### [EXERCISE REQUIREMENTS]
Pictures must be dropped from the copy of the entries below; all else is returned exactly.

(Stored items from a collection)
● ● ● ●
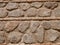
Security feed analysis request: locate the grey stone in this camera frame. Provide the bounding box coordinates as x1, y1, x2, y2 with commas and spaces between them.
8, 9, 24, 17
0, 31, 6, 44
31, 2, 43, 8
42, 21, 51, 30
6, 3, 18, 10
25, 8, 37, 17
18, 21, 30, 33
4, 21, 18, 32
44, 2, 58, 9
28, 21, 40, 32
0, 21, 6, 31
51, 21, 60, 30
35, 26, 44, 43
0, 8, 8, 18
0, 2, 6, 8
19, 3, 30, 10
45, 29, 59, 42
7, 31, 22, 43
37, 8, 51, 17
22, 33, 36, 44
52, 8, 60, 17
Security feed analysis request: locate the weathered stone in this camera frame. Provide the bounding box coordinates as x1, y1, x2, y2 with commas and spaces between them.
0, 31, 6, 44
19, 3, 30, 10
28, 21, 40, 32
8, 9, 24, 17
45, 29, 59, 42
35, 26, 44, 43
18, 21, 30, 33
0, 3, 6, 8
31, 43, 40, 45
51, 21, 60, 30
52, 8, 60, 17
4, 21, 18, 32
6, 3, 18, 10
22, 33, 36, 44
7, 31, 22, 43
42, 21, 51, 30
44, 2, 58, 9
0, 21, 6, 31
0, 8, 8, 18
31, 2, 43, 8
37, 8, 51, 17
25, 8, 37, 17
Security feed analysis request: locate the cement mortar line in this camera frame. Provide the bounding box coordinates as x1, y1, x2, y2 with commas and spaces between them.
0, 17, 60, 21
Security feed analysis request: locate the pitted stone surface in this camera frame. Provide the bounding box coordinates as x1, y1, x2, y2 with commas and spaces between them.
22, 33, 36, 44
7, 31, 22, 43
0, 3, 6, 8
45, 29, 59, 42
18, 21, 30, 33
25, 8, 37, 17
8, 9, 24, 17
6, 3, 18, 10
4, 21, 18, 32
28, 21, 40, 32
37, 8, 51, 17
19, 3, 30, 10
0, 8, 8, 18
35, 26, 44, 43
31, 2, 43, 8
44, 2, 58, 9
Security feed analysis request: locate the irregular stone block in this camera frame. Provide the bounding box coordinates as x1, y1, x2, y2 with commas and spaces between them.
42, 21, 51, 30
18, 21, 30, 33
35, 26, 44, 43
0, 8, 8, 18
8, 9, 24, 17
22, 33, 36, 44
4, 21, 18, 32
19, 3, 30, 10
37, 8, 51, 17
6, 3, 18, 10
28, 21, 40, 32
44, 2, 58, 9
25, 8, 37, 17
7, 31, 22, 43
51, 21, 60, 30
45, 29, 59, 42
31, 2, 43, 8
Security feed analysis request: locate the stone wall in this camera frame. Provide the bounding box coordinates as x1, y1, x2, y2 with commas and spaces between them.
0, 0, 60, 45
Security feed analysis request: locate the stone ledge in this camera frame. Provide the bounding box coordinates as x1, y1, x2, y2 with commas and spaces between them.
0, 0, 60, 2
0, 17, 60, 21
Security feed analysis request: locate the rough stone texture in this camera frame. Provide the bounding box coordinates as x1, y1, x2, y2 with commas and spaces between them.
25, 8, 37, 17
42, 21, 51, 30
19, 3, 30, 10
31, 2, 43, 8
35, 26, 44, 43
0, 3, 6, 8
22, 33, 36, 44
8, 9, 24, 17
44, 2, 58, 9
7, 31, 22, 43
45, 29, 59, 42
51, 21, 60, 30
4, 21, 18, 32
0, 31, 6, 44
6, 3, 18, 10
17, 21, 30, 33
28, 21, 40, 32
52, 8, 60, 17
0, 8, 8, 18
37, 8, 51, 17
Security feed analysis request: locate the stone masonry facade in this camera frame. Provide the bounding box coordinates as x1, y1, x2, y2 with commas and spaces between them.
● ● ● ●
### [REPLY]
Security feed analysis request: locate the grey stone in this camera frame. Provide the bounding box coordinates as x1, y1, x2, y2 with commas and spaces between them.
8, 9, 24, 17
0, 31, 6, 44
31, 2, 43, 8
42, 21, 51, 30
6, 3, 18, 10
25, 8, 37, 17
18, 21, 30, 33
4, 21, 18, 32
44, 2, 58, 9
28, 21, 40, 32
0, 21, 6, 31
51, 21, 60, 30
35, 26, 44, 43
0, 8, 8, 18
0, 2, 6, 8
19, 3, 30, 10
45, 29, 59, 42
7, 31, 22, 43
37, 8, 51, 17
22, 33, 36, 44
52, 8, 60, 17
Security feed analysis request: locate the weathered stone in this camera frame. Provide the bounding box coordinates as x1, y1, x2, y2 with commas and spaces between them.
0, 31, 6, 44
19, 3, 30, 10
28, 21, 40, 32
8, 9, 24, 17
45, 29, 59, 42
35, 26, 44, 43
18, 21, 30, 33
0, 3, 6, 8
31, 43, 40, 45
51, 21, 60, 30
52, 8, 60, 17
4, 21, 18, 32
6, 3, 18, 10
22, 33, 36, 44
7, 31, 22, 43
42, 21, 51, 30
44, 2, 58, 9
0, 21, 6, 31
0, 8, 8, 18
31, 2, 43, 8
37, 8, 51, 17
25, 8, 37, 17
Security feed analysis request: locate the cement mortar line in this camera frame. Provide the bounding box coordinates as x1, y1, x2, y2 with commas and spaces between them.
0, 17, 60, 21
Security feed analysis request: locate the pitted stone surface in this camera frame. Provide the bounding box coordinates as x1, y1, x2, y2 with commas and spaces between them.
22, 33, 36, 44
7, 31, 22, 43
0, 3, 6, 8
45, 29, 59, 42
18, 21, 30, 33
25, 8, 37, 17
8, 9, 24, 17
6, 3, 18, 10
4, 21, 18, 32
28, 21, 40, 32
37, 8, 51, 17
19, 3, 30, 10
0, 8, 8, 18
35, 26, 44, 43
31, 2, 43, 8
44, 2, 58, 9
Security feed analysis request: locate the irregular stone block in this camera frame. Provide the bounding box coordinates as x1, y1, x2, y2 with commas and spaces between them.
42, 21, 51, 30
18, 21, 30, 33
35, 26, 44, 43
0, 8, 8, 18
8, 9, 24, 17
22, 33, 36, 44
4, 21, 18, 32
19, 3, 30, 10
37, 8, 51, 17
6, 3, 18, 10
28, 21, 40, 32
44, 2, 58, 9
25, 8, 37, 17
7, 31, 22, 43
51, 21, 60, 30
45, 29, 59, 42
31, 2, 43, 8
Security feed analysis request: locate the stone wall in this camera frame. Provide the bounding box coordinates as x1, y1, x2, y2 with commas and spaces between them.
0, 0, 60, 45
Security feed analysis request: locate the stone ledge in this camera frame. Provide the bounding box coordinates as x1, y1, x2, y2 with commas and spaces between them.
0, 0, 60, 2
0, 17, 60, 21
Security feed analysis request: locate the rough stone texture in this camera frame. Provide the bounding box coordinates as x1, y1, x2, y2 with commas and spaces between them.
25, 8, 37, 17
42, 21, 51, 30
19, 3, 30, 10
31, 2, 43, 8
35, 26, 44, 43
0, 3, 6, 8
22, 33, 36, 44
8, 9, 24, 17
44, 2, 58, 9
7, 31, 22, 43
45, 29, 59, 42
51, 21, 60, 30
4, 21, 18, 32
0, 31, 6, 44
6, 3, 18, 10
17, 21, 30, 33
28, 21, 40, 32
52, 8, 60, 17
0, 8, 8, 18
37, 8, 51, 17
Security feed analysis request: locate the stone masonry facade in this camera frame. Provide the bounding box coordinates as x1, y1, x2, y2 with commas and spaces between them.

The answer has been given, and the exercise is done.